— RECORDS SHOWN —
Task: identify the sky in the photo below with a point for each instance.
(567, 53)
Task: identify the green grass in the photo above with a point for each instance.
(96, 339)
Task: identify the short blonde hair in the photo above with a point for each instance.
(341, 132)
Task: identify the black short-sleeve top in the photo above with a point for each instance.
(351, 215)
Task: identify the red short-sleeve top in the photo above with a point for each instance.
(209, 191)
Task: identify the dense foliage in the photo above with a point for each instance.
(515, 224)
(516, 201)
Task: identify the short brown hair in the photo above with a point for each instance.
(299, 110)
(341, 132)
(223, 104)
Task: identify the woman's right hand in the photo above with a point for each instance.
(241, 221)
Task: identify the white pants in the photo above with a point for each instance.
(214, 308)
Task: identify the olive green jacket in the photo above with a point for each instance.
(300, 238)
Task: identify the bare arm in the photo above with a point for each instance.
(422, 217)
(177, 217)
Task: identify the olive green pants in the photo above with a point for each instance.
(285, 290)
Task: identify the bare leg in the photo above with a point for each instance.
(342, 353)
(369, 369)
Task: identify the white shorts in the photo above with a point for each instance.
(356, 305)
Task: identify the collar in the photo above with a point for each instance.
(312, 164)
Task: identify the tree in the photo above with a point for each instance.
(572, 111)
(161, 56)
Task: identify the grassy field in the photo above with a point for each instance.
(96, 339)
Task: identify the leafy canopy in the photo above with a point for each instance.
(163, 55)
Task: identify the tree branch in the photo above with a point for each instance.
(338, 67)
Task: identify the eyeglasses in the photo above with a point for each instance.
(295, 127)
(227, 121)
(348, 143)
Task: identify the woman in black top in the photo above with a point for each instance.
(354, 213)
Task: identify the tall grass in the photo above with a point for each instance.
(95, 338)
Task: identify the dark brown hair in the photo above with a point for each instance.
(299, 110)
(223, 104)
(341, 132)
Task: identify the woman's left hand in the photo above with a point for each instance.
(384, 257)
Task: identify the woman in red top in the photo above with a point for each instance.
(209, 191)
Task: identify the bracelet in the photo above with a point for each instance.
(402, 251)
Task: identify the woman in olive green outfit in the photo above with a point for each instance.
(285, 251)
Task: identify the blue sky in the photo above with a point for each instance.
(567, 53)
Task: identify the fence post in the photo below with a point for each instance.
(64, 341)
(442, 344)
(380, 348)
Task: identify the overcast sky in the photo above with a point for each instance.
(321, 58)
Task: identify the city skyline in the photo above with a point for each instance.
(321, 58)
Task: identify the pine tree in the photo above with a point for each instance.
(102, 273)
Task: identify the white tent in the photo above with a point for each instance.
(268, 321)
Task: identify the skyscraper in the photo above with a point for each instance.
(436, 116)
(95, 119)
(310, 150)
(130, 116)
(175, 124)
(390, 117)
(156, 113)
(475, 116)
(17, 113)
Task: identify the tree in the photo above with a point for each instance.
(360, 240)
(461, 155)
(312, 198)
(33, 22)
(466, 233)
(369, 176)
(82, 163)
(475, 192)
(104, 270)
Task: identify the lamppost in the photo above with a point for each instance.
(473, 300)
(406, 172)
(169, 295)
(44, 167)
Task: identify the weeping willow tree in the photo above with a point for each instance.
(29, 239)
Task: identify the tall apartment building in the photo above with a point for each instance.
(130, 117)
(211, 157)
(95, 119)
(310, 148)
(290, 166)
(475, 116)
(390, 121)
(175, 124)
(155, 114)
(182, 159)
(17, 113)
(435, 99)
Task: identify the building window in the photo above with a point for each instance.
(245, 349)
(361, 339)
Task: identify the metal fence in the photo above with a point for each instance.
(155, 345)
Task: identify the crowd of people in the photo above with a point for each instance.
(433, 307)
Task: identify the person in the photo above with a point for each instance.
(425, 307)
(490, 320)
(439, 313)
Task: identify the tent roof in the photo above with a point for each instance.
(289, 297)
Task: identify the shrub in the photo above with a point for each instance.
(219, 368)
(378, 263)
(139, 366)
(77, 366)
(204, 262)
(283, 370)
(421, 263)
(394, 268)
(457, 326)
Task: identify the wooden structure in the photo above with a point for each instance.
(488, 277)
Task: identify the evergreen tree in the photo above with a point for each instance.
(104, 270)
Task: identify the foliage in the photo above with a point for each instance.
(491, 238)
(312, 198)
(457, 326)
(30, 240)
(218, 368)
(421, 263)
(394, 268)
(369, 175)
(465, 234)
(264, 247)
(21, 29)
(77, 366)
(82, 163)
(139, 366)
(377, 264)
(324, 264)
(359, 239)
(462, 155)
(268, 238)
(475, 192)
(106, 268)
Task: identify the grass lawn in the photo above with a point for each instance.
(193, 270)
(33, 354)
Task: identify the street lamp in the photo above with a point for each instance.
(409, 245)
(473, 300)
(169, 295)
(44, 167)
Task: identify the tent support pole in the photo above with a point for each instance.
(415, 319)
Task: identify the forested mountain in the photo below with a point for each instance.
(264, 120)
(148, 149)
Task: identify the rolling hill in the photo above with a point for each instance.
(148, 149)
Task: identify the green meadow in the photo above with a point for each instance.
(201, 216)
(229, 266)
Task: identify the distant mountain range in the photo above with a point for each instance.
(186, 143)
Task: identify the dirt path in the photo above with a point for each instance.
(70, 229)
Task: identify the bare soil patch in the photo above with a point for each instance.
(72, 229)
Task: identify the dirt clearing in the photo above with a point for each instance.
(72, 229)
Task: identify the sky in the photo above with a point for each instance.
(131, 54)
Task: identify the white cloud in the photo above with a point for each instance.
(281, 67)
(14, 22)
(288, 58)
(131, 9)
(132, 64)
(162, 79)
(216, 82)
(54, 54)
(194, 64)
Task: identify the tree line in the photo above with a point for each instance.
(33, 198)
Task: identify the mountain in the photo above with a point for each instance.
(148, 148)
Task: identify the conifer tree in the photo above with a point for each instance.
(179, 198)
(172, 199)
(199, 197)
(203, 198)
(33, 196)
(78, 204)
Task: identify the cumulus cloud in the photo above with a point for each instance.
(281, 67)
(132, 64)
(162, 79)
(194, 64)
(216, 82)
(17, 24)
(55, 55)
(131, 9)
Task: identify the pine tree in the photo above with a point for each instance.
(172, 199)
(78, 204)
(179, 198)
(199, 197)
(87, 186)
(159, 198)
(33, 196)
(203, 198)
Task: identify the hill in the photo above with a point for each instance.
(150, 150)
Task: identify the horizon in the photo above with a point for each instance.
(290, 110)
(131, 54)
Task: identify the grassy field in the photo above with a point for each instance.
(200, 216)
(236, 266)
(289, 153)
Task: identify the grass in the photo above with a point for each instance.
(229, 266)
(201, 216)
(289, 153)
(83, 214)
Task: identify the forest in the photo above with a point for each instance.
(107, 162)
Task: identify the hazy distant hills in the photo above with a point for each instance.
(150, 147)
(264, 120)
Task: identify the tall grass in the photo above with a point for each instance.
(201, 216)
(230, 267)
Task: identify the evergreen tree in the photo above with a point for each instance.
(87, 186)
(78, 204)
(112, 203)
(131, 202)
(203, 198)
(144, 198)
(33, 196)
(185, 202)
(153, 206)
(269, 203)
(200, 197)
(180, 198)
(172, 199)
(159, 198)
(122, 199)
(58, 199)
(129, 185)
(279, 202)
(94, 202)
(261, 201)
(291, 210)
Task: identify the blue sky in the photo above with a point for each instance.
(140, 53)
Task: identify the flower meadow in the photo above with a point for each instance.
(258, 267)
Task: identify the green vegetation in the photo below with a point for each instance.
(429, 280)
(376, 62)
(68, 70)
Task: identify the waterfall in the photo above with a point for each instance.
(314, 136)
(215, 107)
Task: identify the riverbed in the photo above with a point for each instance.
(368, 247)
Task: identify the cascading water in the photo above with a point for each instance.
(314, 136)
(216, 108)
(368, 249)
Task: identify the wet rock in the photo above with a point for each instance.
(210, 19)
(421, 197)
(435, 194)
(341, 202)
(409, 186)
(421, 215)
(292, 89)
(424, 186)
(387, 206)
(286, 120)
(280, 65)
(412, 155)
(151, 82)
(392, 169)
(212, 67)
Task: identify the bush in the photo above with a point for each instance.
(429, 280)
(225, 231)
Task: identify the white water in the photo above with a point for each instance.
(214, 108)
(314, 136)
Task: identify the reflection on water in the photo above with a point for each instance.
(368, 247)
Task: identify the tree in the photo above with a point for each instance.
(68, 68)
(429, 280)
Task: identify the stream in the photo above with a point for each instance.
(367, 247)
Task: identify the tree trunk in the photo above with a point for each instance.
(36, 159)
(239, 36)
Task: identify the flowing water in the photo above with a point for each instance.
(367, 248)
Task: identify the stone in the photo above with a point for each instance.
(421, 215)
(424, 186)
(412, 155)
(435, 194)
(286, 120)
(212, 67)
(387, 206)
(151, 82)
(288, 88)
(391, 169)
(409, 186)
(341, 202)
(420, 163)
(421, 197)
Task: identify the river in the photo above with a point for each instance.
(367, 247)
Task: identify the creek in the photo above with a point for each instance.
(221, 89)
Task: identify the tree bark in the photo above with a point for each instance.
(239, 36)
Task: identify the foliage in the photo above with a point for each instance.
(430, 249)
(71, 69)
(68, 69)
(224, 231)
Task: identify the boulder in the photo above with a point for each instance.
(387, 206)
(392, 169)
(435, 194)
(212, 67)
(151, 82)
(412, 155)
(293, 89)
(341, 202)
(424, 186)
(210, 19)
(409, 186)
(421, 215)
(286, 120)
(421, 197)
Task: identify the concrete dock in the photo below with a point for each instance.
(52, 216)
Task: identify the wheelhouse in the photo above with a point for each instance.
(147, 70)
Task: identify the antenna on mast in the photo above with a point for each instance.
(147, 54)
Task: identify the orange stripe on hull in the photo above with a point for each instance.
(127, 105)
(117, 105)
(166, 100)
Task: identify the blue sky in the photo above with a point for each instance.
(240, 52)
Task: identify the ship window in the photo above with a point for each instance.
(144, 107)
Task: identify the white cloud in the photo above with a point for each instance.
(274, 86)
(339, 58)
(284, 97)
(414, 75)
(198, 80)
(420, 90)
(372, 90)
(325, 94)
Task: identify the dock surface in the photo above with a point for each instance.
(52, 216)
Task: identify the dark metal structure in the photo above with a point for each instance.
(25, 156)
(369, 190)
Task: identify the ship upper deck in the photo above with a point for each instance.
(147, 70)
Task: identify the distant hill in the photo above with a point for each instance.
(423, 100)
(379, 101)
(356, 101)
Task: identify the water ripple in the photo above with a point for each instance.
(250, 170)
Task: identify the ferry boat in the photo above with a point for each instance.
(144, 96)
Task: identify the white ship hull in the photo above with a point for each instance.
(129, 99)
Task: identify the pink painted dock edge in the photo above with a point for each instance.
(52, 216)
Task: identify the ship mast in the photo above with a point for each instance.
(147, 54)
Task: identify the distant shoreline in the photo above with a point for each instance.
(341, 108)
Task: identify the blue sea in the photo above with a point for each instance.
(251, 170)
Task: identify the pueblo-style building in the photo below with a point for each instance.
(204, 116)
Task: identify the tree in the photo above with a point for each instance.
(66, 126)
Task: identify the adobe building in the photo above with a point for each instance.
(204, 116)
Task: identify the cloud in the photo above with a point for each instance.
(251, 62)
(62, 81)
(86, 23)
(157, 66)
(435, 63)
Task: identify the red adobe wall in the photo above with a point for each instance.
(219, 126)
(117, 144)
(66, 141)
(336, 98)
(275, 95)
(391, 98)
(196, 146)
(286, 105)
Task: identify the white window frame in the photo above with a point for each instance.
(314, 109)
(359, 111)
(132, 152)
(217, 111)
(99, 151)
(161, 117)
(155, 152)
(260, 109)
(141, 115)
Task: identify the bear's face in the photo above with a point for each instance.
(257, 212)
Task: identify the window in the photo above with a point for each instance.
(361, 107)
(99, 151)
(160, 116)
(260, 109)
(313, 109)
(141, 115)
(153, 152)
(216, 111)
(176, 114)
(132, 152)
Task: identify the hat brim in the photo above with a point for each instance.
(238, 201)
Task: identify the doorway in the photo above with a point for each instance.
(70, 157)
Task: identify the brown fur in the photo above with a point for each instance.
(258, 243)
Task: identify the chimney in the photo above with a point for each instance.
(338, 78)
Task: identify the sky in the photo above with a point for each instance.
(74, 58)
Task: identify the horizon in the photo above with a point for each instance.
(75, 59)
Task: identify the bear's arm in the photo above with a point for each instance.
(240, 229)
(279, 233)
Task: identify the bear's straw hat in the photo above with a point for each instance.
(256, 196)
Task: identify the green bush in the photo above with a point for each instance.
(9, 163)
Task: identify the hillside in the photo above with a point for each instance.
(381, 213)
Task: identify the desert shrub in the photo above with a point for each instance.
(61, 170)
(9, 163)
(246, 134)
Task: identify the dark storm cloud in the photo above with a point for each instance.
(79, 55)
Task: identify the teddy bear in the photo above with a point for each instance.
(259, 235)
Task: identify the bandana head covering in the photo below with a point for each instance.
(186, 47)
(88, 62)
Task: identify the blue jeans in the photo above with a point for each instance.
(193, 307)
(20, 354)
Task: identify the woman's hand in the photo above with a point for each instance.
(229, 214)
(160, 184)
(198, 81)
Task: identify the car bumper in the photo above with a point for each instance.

— DIRECTION —
Every line from the one containing "Task: identify the bear's arm" through the last line must be copied exactly; leave out the rest.

— EXERCISE ANSWER —
Task: identify the bear's arm in the photo above with a point for each instance.
(240, 229)
(279, 233)
Task: identify the bear's straw hat in the photo above with a point for each instance.
(256, 196)
Task: identify the green bush in the photo above with a point for each instance.
(9, 163)
Task: identify the hillside in the photo above with a point for each instance.
(381, 213)
Task: identify the desert shrub in the photo above with a point for each instance.
(61, 170)
(9, 163)
(246, 134)
Task: identify the dark storm cloud in the photo above with a point for each instance.
(79, 55)
Task: identify the teddy bear in the photo above with a point for each instance.
(259, 235)
Task: identify the bandana head covering in the photo below with a point for each instance.
(186, 47)
(88, 62)
Task: identify the blue jeans in the photo above with a point for each instance.
(193, 307)
(20, 354)
Task: identify the woman's hand in the photo above with a point for each instance.
(229, 214)
(160, 184)
(198, 81)
Task: identify the car bumper in the photo above with a point for each instance.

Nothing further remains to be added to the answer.